:: INPUT RECORDS ::

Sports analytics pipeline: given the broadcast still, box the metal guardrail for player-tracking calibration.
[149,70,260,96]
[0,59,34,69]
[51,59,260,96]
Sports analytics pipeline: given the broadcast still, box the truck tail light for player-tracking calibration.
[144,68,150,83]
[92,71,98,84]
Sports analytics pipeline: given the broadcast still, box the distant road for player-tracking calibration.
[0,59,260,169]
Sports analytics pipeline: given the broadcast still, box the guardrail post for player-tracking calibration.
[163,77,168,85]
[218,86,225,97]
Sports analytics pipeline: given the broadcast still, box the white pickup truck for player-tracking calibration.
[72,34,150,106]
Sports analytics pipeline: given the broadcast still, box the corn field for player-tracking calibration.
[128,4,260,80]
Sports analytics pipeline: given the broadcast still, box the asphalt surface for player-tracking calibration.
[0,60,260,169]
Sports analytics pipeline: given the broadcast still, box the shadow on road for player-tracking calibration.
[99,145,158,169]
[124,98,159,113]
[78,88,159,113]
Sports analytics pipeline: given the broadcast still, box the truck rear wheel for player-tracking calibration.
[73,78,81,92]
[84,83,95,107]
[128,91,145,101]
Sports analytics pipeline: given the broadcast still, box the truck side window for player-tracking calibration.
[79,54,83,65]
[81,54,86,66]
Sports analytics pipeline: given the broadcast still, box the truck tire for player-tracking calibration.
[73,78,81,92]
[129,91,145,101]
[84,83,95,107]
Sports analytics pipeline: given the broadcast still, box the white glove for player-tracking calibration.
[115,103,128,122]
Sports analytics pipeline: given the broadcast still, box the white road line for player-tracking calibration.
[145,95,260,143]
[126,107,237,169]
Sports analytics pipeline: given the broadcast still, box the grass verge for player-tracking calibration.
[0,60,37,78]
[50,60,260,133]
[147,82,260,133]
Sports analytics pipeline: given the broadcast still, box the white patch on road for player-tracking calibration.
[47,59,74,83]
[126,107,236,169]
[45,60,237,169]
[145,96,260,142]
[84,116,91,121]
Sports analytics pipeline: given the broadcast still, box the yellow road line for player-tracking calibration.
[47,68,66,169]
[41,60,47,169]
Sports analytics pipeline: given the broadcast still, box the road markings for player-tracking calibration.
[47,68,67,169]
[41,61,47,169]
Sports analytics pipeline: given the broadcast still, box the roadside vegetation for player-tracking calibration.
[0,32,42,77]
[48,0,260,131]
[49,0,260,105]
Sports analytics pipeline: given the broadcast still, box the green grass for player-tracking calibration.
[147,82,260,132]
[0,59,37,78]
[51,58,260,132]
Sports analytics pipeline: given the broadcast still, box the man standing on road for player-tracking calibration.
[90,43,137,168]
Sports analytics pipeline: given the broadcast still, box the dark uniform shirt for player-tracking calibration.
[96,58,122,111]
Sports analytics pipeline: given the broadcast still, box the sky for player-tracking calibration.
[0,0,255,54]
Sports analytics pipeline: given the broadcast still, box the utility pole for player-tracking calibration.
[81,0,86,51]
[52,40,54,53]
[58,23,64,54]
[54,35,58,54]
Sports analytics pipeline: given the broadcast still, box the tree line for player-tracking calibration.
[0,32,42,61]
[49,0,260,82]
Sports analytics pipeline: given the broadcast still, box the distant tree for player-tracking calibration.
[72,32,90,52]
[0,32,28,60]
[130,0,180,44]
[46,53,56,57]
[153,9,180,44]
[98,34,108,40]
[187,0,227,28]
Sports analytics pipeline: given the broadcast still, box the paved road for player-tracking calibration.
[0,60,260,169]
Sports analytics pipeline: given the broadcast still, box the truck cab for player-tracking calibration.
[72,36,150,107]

:::

- [EXERCISE BRIEF]: Please copy every row above word for word, with no line changed or left out.

- [FULL OUTPUT]:
Sports analytics pipeline: given the broadcast still, box the metal guardrail for player-tracking calibration.
[149,70,260,96]
[0,59,34,69]
[51,59,260,96]
Sports analytics pipeline: given the broadcast still, box the truck tail light for player-tracking calibration.
[144,68,150,83]
[92,71,98,84]
Sports analytics pipeline: given the broadcast still, box the distant road for player-tracking calibration.
[0,59,260,169]
Sports analytics pipeline: given the broadcast still, box the guardrail post for player-tracking calibration.
[163,77,168,85]
[218,86,225,97]
Sports analytics pipeline: given the broadcast still, box the white pickup truck for player-tracking calibration.
[72,34,150,106]
Sports analytics pipeline: given the broadcast still, box the corn field for player-tracking calibration.
[128,4,260,80]
Sports analytics pipeline: given the broadcast still, box the asphalt surface for player-tracking calibration.
[0,60,260,169]
Sports analytics pipeline: given the broadcast still, box the shadow on road for player-tracking calibration.
[99,145,158,169]
[124,98,159,113]
[78,88,159,113]
Sports analytics pipeline: given the broadcast still, box the truck rear wheel for player-tracking calibration.
[73,78,81,92]
[84,83,95,107]
[128,91,145,101]
Sports analytics pipeline: given the broadcast still, box the truck side window for player-tracking calibration.
[79,54,83,65]
[81,54,86,66]
Sports analytics pipeline: given the broadcast still, box the truck tire for player-tracking calibration.
[73,78,81,92]
[129,91,145,101]
[84,83,95,107]
Sports analytics pipeline: given the broadcast still, box the white glove for player-tracking calibration.
[115,103,128,122]
Sports analytics pipeline: given the broadcast still, box the white road line for player-tracking calibration.
[145,95,260,143]
[126,107,237,169]
Sports analytics pipeline: given the broadcast still, box the grass verge for player-tracking calibration.
[0,60,37,78]
[50,60,260,133]
[147,82,260,133]
Sports analytics pipeline: given the broadcast still, box the white patch on road for player-tracking calibration.
[47,59,74,83]
[126,107,236,169]
[45,60,237,169]
[145,96,260,142]
[84,116,91,121]
Sports analytics pipeline: given the broadcast still, box the yellow road line for player-tracking calibration.
[47,68,66,169]
[41,60,47,169]
Sports analytics pipeline: given the broadcast still, box the road markings for player-tracking calibration.
[47,68,67,169]
[41,61,47,169]
Sports analytics pipeline: given the broadcast still, box the roadside vegetation for player-tracking calibration.
[0,32,42,77]
[48,0,260,131]
[49,0,260,105]
Sports analytics pipeline: given the broadcast still, box the green grass for player-tracking calibration.
[147,82,260,132]
[0,59,37,78]
[51,58,260,132]
Sports analytics pipeline: given the broadcast still, box the man standing on road for player-tracking calibration.
[90,43,137,168]
Sports analytics pipeline: given the broadcast still, box the dark uniform shirt for player-tracking calibration.
[96,58,122,111]
Sports analytics pipeline: given the broadcast still, box the sky for player-tracking calibration.
[0,0,255,54]
Sports analytics pipeline: given the broadcast still, box the utility pole for player-tracking calibration.
[81,0,86,51]
[52,40,54,53]
[58,23,64,54]
[54,35,58,54]
Sports analytics pipeline: given the broadcast still, box the tree line for player-tracking calibration.
[0,32,42,61]
[49,0,260,82]
Sports analytics pipeline: given the broadcast still, box the distant tree for player-tracking calibration.
[72,32,90,52]
[0,32,28,60]
[130,0,180,44]
[46,53,56,57]
[153,9,180,44]
[98,34,108,40]
[187,0,227,28]
Sports analytics pipeline: given the broadcast still, box the paved road for player-tracking calibration.
[0,60,260,169]
Sports analytics pipeline: given the broadcast still, box the truck cab for player-tracking calibration.
[72,36,150,107]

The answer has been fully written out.